- QUESTIONS ON THE MATERIAL
1: Repeat, word for word, the portion of the article on Jon Shelton's lecture starting with "The United States" and going on through "conditions, Shelton said.".
2: From the article on Jon Shelton's lecture, list each place name that appears on its own, not as part of a university's name, giving each one only once.

- TEXT EXCERPT
★ ★ ★
The United States has one of the most anti-union minded courts in history today, according to a University of Wisconsin-Green Bay professor who highlighted the evolution of public sector unionization in a two-part lecture at Madison this week.
Jon Shelton, assistant professor of democracy and justice studies at UW-Green Bay, came to Madison to speak about the theme “Against the Public: Teachers, Unions and the Decline of Unionism in the 1970s.”
Part one of Shelton’s lecture is entitled “Teacher Strikes, the Public Interest and the Neoliberal Turn of the 1970s.”
Shelton started his discussion with an explanation of the events leading up to teacher strikes in the 1970s. After the Great Depression, labor wages were cut, hurting government workers, including teachers. Unionization was an opportunity to offer teachers higher wages and better working conditions, Shelton said.
“By the early 1970s, teachers in Philly had seen an increase of wages, as a result of unionization, in addition to better working conditions,” Shelton said.
★ ★ ★
- INFORMATION
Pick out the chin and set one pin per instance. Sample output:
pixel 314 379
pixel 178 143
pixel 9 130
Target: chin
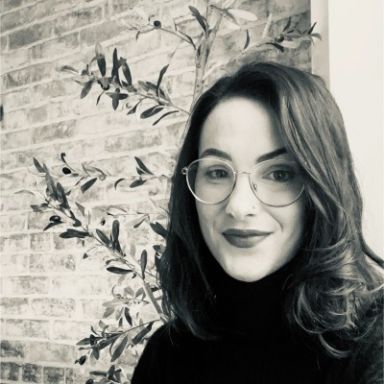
pixel 245 273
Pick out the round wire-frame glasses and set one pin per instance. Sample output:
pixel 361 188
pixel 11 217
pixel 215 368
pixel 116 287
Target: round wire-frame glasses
pixel 217 179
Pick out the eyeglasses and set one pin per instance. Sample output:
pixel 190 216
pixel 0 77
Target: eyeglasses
pixel 275 182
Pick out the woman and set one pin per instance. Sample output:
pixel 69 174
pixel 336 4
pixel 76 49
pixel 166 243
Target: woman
pixel 266 273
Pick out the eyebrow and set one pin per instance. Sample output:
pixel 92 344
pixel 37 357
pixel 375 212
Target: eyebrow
pixel 224 155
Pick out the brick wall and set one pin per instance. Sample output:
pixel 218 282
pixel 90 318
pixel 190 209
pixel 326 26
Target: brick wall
pixel 50 296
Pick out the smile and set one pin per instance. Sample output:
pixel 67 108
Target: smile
pixel 244 238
★ ★ ★
- RESULTS IN ORDER
1:
The United States has one of the most anti-union minded courts in history today, according to a University of Wisconsin-Green Bay professor who highlighted the evolution of public sector unionization in a two-part lecture at Madison this week.
Jon Shelton, assistant professor of democracy and justice studies at UW-Green Bay, came to Madison to speak about the theme “Against the Public: Teachers, Unions and the Decline of Unionism in the 1970s.”
Part one of Shelton’s lecture is entitled “Teacher Strikes, the Public Interest and the Neoliberal Turn of the 1970s.”
Shelton started his discussion with an explanation of the events leading up to teacher strikes in the 1970s. After the Great Depression, labor wages were cut, hurting government workers, including teachers. Unionization was an opportunity to offer teachers higher wages and better working conditions, Shelton said.

2:
United States
Madison
Philly